** PASSAGE FOR REVIEW **

# # # #

Over 97% Of Unisa Students Given Disciplinary Hearings Found Guilty of Academic Misconduct


Please share this article

Advertisement


As the University of South Africa looks to rectify the challenges it has encountered on its credibility as an institution, a significant portion of its students have made headlines for all the wrong reasons, following revelations of exam misconduct.


Advertisement


In a startling revelation, the University of South Africa (Unisa) has revealed that a staggering percentage of its students who have sat for disciplinary proceedings related to academic misconduct, over 97%, have been found guilty of academic misconduct. 

The institution's strict measures to uphold academic integrity and its zero-tolerance approach to any form of dishonesty during assessments have led to this concerning outcome.

Unisa has been focusing on protecting its academic integrity and zero-tolerance approach to academic misconduct during assessments. The university has identified a growing number of students engaging in cheating, plagiarism, ghost-writing, and using service provider solutions.

# # # #

** QUESTIONS ON THE MATERIAL **
A. In the Unisa article, what kinds of misconduct has the university seen a growing number of students engage in?
B. Go on with the Unisa misconduct article from its last sentence.
The data has no connection to the Unisa article.

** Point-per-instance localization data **
# # # #

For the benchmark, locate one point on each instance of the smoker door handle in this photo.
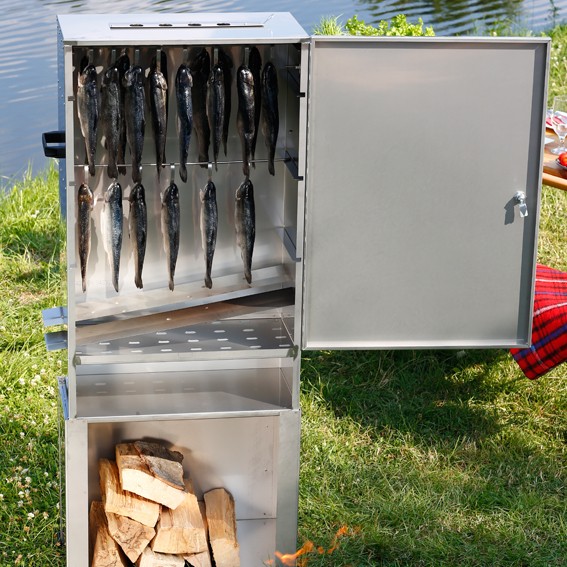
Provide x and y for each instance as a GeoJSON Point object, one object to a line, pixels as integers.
{"type": "Point", "coordinates": [54, 144]}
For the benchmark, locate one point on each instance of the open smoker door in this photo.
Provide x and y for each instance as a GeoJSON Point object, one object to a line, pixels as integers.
{"type": "Point", "coordinates": [416, 149]}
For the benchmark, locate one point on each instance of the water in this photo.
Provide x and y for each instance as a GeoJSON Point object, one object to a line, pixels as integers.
{"type": "Point", "coordinates": [28, 50]}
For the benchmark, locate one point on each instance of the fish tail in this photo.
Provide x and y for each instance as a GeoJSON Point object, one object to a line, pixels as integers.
{"type": "Point", "coordinates": [271, 168]}
{"type": "Point", "coordinates": [183, 172]}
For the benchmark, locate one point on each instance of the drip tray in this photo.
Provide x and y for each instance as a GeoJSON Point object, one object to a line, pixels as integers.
{"type": "Point", "coordinates": [228, 337]}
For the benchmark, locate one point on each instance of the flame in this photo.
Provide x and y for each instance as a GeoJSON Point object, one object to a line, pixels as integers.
{"type": "Point", "coordinates": [300, 557]}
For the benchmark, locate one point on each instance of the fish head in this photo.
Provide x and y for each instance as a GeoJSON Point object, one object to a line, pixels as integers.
{"type": "Point", "coordinates": [88, 75]}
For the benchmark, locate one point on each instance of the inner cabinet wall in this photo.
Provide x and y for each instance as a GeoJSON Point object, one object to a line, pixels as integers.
{"type": "Point", "coordinates": [275, 265]}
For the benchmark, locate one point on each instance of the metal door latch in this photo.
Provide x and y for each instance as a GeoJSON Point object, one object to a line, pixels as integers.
{"type": "Point", "coordinates": [520, 200]}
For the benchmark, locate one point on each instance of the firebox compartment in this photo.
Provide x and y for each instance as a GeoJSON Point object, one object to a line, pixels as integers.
{"type": "Point", "coordinates": [392, 221]}
{"type": "Point", "coordinates": [253, 457]}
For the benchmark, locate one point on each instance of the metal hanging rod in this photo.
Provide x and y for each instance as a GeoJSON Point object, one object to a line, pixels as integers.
{"type": "Point", "coordinates": [201, 163]}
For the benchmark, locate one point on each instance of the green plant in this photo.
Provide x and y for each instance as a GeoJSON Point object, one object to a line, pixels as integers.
{"type": "Point", "coordinates": [329, 25]}
{"type": "Point", "coordinates": [399, 26]}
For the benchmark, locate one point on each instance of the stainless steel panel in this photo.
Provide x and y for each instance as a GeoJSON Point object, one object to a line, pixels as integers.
{"type": "Point", "coordinates": [416, 147]}
{"type": "Point", "coordinates": [188, 392]}
{"type": "Point", "coordinates": [192, 28]}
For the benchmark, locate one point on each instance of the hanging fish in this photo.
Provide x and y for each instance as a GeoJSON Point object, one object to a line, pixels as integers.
{"type": "Point", "coordinates": [111, 225]}
{"type": "Point", "coordinates": [85, 202]}
{"type": "Point", "coordinates": [183, 84]}
{"type": "Point", "coordinates": [270, 112]}
{"type": "Point", "coordinates": [209, 226]}
{"type": "Point", "coordinates": [245, 223]}
{"type": "Point", "coordinates": [134, 110]}
{"type": "Point", "coordinates": [158, 109]}
{"type": "Point", "coordinates": [170, 214]}
{"type": "Point", "coordinates": [88, 112]}
{"type": "Point", "coordinates": [201, 69]}
{"type": "Point", "coordinates": [245, 117]}
{"type": "Point", "coordinates": [138, 225]}
{"type": "Point", "coordinates": [122, 64]}
{"type": "Point", "coordinates": [111, 115]}
{"type": "Point", "coordinates": [255, 66]}
{"type": "Point", "coordinates": [226, 63]}
{"type": "Point", "coordinates": [215, 108]}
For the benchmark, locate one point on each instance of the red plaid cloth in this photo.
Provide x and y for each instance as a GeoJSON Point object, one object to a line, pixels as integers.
{"type": "Point", "coordinates": [549, 334]}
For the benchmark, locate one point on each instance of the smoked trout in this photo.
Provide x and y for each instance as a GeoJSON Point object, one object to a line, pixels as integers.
{"type": "Point", "coordinates": [134, 111]}
{"type": "Point", "coordinates": [183, 84]}
{"type": "Point", "coordinates": [85, 202]}
{"type": "Point", "coordinates": [138, 226]}
{"type": "Point", "coordinates": [111, 224]}
{"type": "Point", "coordinates": [255, 66]}
{"type": "Point", "coordinates": [200, 70]}
{"type": "Point", "coordinates": [245, 223]}
{"type": "Point", "coordinates": [123, 64]}
{"type": "Point", "coordinates": [111, 115]}
{"type": "Point", "coordinates": [170, 215]}
{"type": "Point", "coordinates": [245, 116]}
{"type": "Point", "coordinates": [209, 226]}
{"type": "Point", "coordinates": [88, 111]}
{"type": "Point", "coordinates": [270, 112]}
{"type": "Point", "coordinates": [215, 108]}
{"type": "Point", "coordinates": [158, 111]}
{"type": "Point", "coordinates": [226, 63]}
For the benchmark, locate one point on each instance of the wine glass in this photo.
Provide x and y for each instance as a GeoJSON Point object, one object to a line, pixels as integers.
{"type": "Point", "coordinates": [559, 122]}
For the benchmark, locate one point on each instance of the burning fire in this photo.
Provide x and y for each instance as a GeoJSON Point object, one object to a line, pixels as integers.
{"type": "Point", "coordinates": [301, 557]}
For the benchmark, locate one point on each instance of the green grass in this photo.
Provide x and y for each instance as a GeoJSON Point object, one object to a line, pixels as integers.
{"type": "Point", "coordinates": [434, 458]}
{"type": "Point", "coordinates": [31, 238]}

# # # #

** ANSWERS TO THE TASKS **
A. Cheating, plagiarism, ghost-writing, and using service provider solutions.

B.
Unisa's consistent emphasis on safeguarding academic integrity over the years has taken a significant hit, as more students are being identified for engaging in various forms of academic dishonesty. These include cheating, plagiarism, ghost-writing, and utilising service provider solutions, among other unethical practices, during online assessments.

This reality has unveiled instances where students who were merely one or two modules away from completing their qualifications have been implicated in academic misconduct. This revelation shed light on the unfortunate extent to which dishonest behaviour has become part its student body.

Unisa's Disciplinary Office has been proactive in addressing these issues, successfully conducting disciplinary proceedings against students suspected of academic misconduct. The outcome, however, is alarming – over 97% of students who have undergone these proceedings have been found guilty of violating academic integrity.

How Those Found Guilty Will Be Punished

The consequences for these actions are far-reaching and severe.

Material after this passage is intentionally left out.